Quote word for word from the line holding "fan of banknotes" to the last line below, including both, and omit any pictures.

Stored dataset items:

□ □ □ □ □ □ □

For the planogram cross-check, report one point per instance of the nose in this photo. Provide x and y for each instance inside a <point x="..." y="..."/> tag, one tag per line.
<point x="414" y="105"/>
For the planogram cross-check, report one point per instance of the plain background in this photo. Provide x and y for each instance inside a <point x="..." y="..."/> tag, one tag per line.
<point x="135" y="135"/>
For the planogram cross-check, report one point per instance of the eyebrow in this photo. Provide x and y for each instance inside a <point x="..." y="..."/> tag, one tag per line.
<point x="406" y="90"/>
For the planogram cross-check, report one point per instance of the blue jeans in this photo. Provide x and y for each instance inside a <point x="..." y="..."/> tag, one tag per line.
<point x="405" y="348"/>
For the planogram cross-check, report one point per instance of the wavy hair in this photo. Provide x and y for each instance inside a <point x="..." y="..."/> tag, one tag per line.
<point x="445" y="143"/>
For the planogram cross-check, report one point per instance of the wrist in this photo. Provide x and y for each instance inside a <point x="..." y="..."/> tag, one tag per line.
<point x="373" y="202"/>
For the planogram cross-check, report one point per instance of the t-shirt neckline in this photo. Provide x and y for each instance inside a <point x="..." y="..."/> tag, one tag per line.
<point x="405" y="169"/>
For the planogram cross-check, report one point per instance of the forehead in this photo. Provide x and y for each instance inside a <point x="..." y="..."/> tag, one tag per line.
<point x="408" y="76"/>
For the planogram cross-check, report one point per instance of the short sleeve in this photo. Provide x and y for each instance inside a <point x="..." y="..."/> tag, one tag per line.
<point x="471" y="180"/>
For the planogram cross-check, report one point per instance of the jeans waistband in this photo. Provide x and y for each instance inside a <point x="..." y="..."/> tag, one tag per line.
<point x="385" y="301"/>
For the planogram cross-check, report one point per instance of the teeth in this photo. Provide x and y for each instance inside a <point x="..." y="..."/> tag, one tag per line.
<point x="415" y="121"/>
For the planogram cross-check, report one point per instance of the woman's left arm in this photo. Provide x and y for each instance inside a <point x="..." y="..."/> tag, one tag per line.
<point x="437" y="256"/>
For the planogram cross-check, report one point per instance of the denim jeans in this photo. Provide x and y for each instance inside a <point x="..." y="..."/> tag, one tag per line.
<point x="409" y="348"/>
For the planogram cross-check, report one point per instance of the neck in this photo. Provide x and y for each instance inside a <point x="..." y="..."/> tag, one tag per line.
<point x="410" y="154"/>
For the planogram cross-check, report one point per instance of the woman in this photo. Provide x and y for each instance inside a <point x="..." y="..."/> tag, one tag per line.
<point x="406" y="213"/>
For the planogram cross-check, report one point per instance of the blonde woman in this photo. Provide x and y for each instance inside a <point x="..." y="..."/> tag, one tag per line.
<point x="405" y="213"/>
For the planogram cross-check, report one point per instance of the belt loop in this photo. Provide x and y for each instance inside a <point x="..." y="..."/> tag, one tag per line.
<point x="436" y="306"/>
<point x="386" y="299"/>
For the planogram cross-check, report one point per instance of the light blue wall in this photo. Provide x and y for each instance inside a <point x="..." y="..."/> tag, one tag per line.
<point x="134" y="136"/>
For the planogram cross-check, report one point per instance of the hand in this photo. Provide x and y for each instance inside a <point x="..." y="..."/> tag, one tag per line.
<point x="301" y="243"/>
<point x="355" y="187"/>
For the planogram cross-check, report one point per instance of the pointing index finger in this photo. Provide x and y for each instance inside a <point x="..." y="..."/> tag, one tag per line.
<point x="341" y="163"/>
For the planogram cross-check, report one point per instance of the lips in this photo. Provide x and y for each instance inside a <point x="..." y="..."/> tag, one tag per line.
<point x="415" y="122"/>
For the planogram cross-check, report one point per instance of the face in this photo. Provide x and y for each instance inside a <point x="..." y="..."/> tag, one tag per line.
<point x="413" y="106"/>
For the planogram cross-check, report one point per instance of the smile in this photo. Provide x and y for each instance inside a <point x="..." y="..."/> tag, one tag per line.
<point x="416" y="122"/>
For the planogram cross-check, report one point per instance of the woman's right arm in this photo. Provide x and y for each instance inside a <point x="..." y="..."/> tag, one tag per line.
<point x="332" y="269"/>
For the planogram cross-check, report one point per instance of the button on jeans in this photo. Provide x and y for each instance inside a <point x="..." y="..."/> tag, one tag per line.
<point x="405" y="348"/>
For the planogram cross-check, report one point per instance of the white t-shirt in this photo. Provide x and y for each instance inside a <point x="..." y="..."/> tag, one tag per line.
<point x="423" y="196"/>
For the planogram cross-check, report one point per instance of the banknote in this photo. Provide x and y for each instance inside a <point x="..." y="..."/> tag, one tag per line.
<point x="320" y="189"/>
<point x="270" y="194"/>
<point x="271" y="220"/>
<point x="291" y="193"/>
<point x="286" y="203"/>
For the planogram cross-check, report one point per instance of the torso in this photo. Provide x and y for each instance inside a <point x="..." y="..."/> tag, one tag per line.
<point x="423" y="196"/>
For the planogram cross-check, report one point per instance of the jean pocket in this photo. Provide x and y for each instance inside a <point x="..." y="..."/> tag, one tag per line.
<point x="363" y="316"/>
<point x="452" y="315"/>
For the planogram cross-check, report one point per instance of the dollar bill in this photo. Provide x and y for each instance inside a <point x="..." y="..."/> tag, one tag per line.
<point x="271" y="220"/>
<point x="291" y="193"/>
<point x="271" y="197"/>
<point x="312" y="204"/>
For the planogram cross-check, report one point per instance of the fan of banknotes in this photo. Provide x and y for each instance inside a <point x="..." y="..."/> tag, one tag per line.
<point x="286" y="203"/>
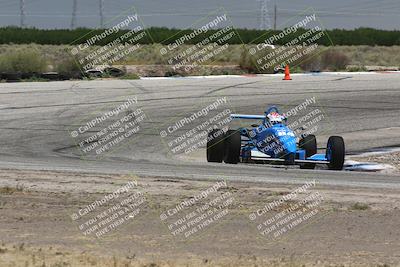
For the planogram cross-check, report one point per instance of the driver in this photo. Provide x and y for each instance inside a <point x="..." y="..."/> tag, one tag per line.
<point x="275" y="118"/>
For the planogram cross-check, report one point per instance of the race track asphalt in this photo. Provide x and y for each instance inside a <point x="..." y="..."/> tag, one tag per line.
<point x="37" y="121"/>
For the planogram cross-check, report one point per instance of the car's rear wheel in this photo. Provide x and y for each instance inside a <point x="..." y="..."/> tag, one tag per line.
<point x="215" y="146"/>
<point x="335" y="152"/>
<point x="232" y="147"/>
<point x="309" y="144"/>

□ □ □ □ □ □ □

• [SOLUTION FOR THIS PROBLEM]
For the planogram cross-check, report one point per instance of the fan of banknotes in this photo. Provide x and y for each instance inside a <point x="..." y="..."/> tag, one tag per line.
<point x="286" y="203"/>
For the planogram cross-check, report one point per instance of the driver in this photo. Provide x and y for each instance inside a <point x="..." y="..."/> tag, one tag per line.
<point x="275" y="118"/>
For the planogram cross-check, report one point per instance of the race track asphalt in this photo. Provide x and y for each instance inside a <point x="..." y="..."/> tag, one tag per line.
<point x="37" y="121"/>
For the planogram cross-check, report one point per instance of the car's rear wheel in this photo. Provide x and y for each instance inside a <point x="..." y="..."/> tag, one tag per line.
<point x="215" y="146"/>
<point x="335" y="152"/>
<point x="232" y="147"/>
<point x="309" y="144"/>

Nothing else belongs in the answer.